> **EXTRACTED RECORDS**:

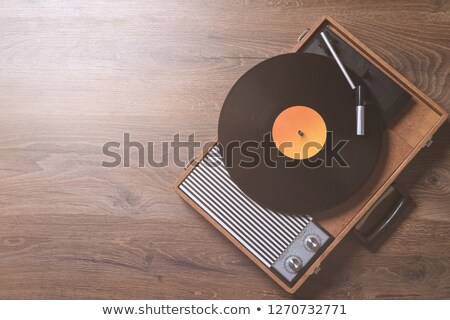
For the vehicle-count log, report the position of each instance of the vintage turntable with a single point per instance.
(268, 183)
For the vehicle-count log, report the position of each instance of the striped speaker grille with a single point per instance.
(265, 233)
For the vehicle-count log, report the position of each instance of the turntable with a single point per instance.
(309, 146)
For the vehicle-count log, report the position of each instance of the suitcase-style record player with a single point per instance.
(289, 217)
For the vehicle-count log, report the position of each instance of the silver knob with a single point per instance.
(313, 243)
(295, 264)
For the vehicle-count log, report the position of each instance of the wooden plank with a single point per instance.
(76, 74)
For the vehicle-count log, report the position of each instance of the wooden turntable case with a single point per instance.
(411, 131)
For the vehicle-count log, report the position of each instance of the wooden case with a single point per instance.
(403, 139)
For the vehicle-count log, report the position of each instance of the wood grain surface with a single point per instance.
(77, 74)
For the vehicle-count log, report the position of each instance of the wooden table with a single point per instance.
(75, 75)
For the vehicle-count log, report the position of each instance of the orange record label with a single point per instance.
(299, 132)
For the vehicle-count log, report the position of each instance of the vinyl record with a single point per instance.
(305, 98)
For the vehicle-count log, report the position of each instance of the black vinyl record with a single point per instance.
(297, 186)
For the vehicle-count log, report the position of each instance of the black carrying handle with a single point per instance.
(402, 201)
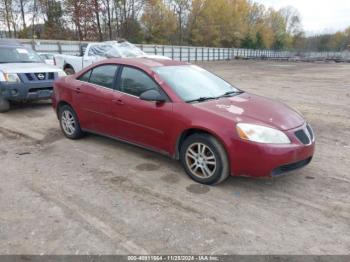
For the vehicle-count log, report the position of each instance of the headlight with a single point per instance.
(10, 78)
(261, 134)
(61, 73)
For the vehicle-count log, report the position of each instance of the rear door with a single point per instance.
(94, 97)
(142, 122)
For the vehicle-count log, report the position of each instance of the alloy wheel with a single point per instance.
(68, 122)
(201, 160)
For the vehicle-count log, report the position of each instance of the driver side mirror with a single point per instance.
(153, 95)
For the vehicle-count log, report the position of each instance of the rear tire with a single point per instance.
(4, 105)
(69, 122)
(204, 159)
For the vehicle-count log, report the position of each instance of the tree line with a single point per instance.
(218, 23)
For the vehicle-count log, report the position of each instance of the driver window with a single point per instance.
(135, 82)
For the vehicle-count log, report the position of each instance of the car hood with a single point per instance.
(156, 57)
(254, 109)
(28, 68)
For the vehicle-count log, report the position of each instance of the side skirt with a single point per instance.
(164, 153)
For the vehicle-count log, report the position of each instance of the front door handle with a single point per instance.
(118, 101)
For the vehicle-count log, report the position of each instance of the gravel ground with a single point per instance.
(99, 196)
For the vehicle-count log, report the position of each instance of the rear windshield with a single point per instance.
(18, 54)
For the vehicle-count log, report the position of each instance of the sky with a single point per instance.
(318, 16)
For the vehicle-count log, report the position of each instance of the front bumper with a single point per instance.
(270, 160)
(26, 91)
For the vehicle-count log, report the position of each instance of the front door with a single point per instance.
(95, 96)
(142, 122)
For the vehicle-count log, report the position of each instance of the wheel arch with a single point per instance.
(60, 104)
(195, 130)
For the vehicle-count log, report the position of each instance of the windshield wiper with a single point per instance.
(201, 99)
(231, 93)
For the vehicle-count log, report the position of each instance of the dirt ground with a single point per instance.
(99, 196)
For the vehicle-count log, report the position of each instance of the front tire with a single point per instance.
(4, 105)
(69, 122)
(204, 159)
(69, 71)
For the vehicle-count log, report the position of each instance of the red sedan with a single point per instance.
(188, 113)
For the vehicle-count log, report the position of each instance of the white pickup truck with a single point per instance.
(96, 52)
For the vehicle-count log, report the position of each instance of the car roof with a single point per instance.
(144, 62)
(9, 42)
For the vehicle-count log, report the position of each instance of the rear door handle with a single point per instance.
(118, 101)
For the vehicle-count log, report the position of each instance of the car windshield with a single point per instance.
(18, 54)
(115, 49)
(193, 83)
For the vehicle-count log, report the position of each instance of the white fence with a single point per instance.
(192, 54)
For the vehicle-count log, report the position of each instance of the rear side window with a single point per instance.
(85, 77)
(135, 82)
(103, 75)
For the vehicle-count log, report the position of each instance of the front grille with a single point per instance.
(302, 136)
(305, 135)
(29, 76)
(40, 76)
(290, 167)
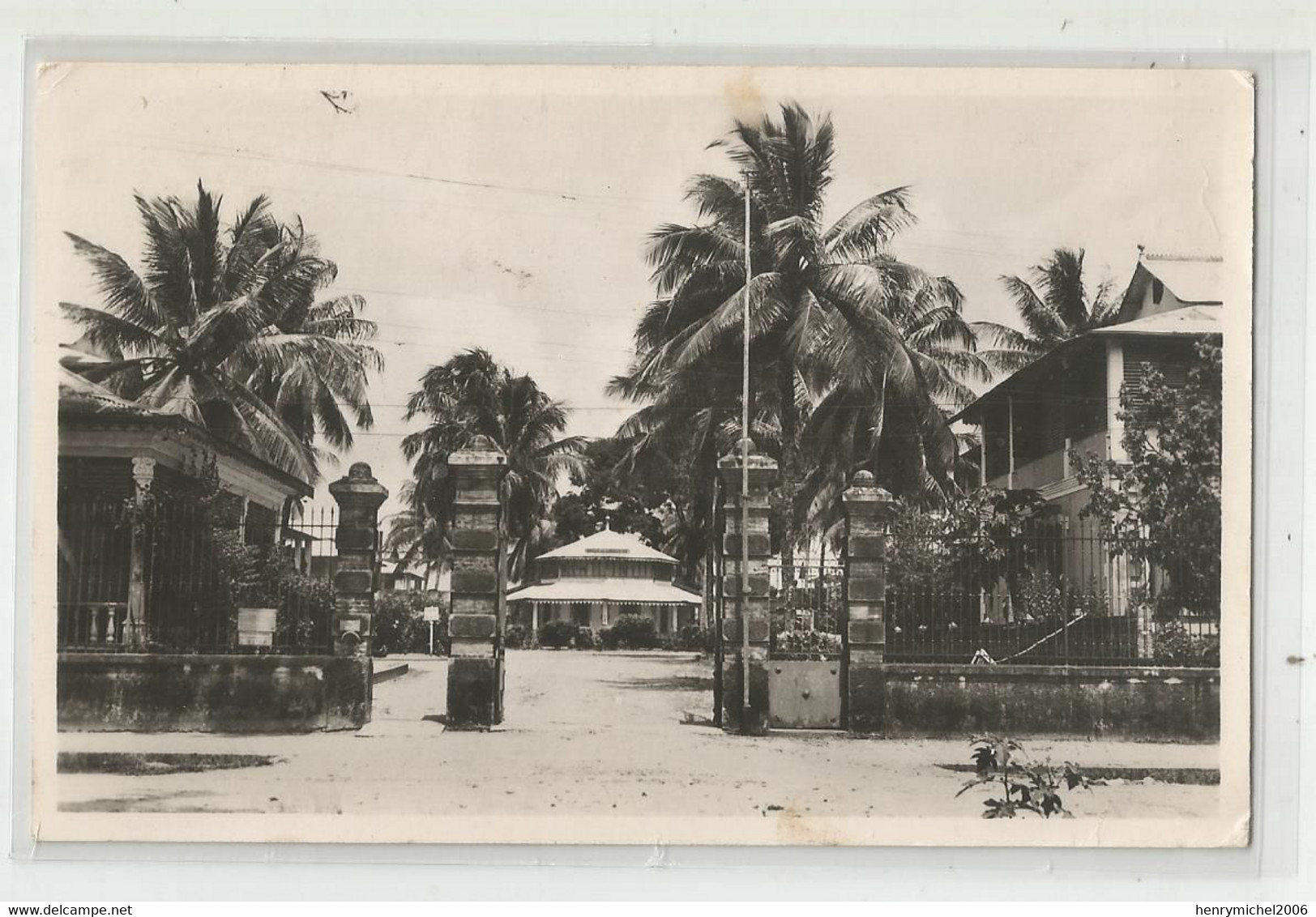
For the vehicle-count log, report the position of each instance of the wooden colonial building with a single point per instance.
(598, 578)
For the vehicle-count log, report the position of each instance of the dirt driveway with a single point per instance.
(591, 735)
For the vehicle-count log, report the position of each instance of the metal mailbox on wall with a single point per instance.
(255, 626)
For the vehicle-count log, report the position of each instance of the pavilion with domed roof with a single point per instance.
(605, 575)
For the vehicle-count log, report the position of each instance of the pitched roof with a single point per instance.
(1190, 320)
(1190, 278)
(82, 396)
(87, 404)
(1186, 320)
(609, 544)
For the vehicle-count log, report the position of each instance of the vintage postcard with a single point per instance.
(641, 454)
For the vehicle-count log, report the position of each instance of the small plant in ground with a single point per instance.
(633, 632)
(1173, 643)
(807, 645)
(558, 634)
(1028, 786)
(516, 637)
(693, 638)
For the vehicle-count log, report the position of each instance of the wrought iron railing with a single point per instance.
(181, 575)
(1052, 598)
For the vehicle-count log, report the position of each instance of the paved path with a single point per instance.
(595, 735)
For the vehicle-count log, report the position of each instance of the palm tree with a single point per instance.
(468, 396)
(827, 303)
(1056, 304)
(224, 329)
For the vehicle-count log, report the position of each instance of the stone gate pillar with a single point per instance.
(868, 514)
(360, 497)
(476, 667)
(745, 592)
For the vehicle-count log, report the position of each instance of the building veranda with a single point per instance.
(596, 579)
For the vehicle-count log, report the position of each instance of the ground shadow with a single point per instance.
(672, 683)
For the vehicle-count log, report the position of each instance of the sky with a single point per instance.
(508, 207)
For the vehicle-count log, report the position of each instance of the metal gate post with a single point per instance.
(745, 592)
(868, 514)
(476, 667)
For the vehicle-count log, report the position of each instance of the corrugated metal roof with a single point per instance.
(1190, 279)
(620, 591)
(1187, 320)
(79, 394)
(609, 544)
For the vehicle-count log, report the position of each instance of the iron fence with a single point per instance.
(186, 577)
(1045, 598)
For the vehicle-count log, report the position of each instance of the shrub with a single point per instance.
(1025, 786)
(516, 637)
(398, 624)
(558, 634)
(807, 645)
(634, 632)
(1174, 643)
(693, 638)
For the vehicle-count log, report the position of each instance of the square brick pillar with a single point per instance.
(745, 592)
(137, 632)
(476, 667)
(360, 497)
(868, 516)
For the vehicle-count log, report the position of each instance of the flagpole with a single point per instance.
(744, 540)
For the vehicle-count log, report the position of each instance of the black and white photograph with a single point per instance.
(588, 454)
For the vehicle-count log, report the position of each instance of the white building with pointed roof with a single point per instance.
(605, 575)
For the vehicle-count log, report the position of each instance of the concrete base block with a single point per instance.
(737, 719)
(472, 689)
(866, 699)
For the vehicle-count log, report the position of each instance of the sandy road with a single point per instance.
(595, 735)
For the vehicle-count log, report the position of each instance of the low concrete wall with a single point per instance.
(212, 693)
(1092, 702)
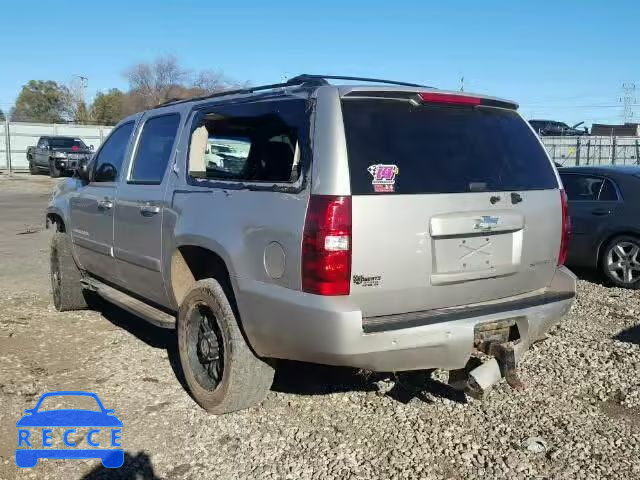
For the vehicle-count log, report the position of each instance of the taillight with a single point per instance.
(326, 246)
(566, 228)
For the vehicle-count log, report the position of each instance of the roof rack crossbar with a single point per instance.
(306, 78)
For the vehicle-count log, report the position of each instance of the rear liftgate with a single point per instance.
(500, 341)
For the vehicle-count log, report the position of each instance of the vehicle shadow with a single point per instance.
(301, 378)
(630, 335)
(589, 275)
(153, 336)
(135, 467)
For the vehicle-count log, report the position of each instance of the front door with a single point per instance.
(42, 153)
(92, 207)
(139, 210)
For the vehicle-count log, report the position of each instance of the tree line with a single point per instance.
(150, 83)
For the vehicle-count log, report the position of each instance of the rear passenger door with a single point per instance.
(593, 201)
(139, 209)
(92, 206)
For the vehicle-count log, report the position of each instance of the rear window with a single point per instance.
(398, 147)
(66, 143)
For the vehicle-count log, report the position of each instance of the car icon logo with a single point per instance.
(40, 429)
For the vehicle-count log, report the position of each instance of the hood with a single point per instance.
(69, 418)
(70, 150)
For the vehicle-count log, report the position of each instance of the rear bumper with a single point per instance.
(291, 325)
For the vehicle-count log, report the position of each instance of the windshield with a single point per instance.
(66, 143)
(441, 149)
(66, 402)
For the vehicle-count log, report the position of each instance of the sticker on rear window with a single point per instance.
(384, 177)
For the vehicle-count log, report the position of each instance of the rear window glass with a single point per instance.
(399, 147)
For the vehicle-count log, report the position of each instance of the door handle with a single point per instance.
(148, 210)
(105, 204)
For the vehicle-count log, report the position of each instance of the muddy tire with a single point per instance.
(620, 262)
(66, 288)
(222, 372)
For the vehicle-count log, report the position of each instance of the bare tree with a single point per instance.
(211, 81)
(153, 82)
(163, 79)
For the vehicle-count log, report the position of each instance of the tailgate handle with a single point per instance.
(105, 204)
(148, 209)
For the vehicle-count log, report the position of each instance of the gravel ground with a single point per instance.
(582, 400)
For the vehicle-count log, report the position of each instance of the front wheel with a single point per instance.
(222, 372)
(66, 287)
(620, 262)
(54, 172)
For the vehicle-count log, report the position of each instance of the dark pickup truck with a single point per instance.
(58, 155)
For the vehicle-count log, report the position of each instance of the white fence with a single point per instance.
(593, 150)
(15, 137)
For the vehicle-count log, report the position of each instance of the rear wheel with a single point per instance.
(66, 288)
(620, 261)
(223, 373)
(54, 171)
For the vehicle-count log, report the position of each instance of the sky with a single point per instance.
(562, 60)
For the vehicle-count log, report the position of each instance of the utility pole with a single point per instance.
(628, 100)
(82, 83)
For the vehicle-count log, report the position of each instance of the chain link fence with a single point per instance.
(593, 150)
(16, 137)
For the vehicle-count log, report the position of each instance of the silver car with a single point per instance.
(382, 225)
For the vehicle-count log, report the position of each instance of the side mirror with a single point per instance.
(84, 171)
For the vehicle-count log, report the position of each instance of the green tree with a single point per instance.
(42, 101)
(107, 107)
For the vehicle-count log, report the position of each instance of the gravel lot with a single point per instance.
(582, 397)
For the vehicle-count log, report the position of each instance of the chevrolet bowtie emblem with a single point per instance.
(486, 222)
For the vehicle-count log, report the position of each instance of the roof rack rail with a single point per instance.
(309, 78)
(300, 80)
(296, 81)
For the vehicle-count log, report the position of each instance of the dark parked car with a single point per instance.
(550, 128)
(604, 206)
(58, 155)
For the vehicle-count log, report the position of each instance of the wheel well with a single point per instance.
(57, 220)
(609, 238)
(191, 263)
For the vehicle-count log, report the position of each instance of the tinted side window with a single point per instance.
(110, 157)
(396, 147)
(154, 149)
(257, 142)
(608, 192)
(581, 187)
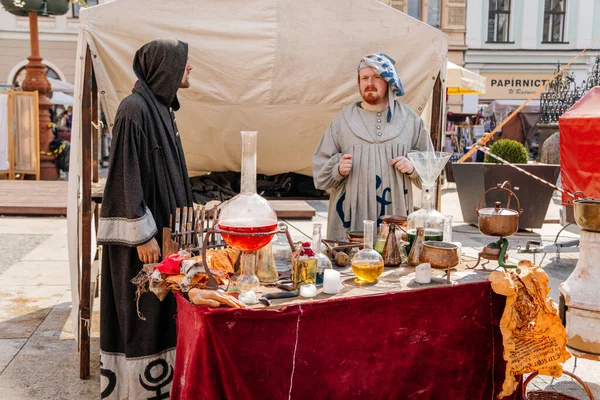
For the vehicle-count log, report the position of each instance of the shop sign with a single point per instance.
(513, 86)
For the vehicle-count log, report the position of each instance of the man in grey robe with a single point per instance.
(361, 158)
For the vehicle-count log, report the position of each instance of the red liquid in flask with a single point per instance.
(247, 243)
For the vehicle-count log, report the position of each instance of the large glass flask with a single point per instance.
(429, 165)
(367, 264)
(248, 212)
(323, 262)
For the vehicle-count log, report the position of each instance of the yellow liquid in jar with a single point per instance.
(366, 271)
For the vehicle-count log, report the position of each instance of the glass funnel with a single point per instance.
(367, 264)
(248, 213)
(429, 165)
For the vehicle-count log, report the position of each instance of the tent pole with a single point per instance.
(437, 126)
(86, 221)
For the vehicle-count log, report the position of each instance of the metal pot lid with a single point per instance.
(588, 200)
(498, 211)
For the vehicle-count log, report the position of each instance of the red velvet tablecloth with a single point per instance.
(438, 343)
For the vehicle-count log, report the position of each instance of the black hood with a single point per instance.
(159, 66)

> **WRITTEN REQUEST**:
Return exactly the lines from the one containing "robe with a single point per instance." to the last line of the data, and nothing more.

> **THE REPLY**:
For the vehicle-count log, report the position of each instance of the man in grey robe with a single point per instance.
(361, 158)
For the vehicle-count log, report the position of each instance of the red liquid in flask with a single point per instance.
(247, 243)
For the vehicle-count log, report the position of each instance of the large glass flask with a single point per instance.
(429, 165)
(367, 264)
(248, 212)
(323, 262)
For the vehicle-count log, report the position of each instance of the yellow liquid in jar with a single point per instance.
(366, 271)
For the vehicle-count log, report the position of each instance of the glass funnel with a single point per instance.
(367, 264)
(248, 213)
(429, 165)
For the vehicle-count log, report the position of each instance of the tent pole with a single point per instance.
(437, 126)
(86, 221)
For the vehicle-count log, report the position of each instance of the metal pot lid with a single point per instance.
(588, 200)
(498, 211)
For the vehicle-count log, report the position of each instance of the red velvet tablecloth with a single point per instance.
(438, 343)
For the vehicle-count log, report the position of each instance of the black hood with a single point per instance.
(159, 66)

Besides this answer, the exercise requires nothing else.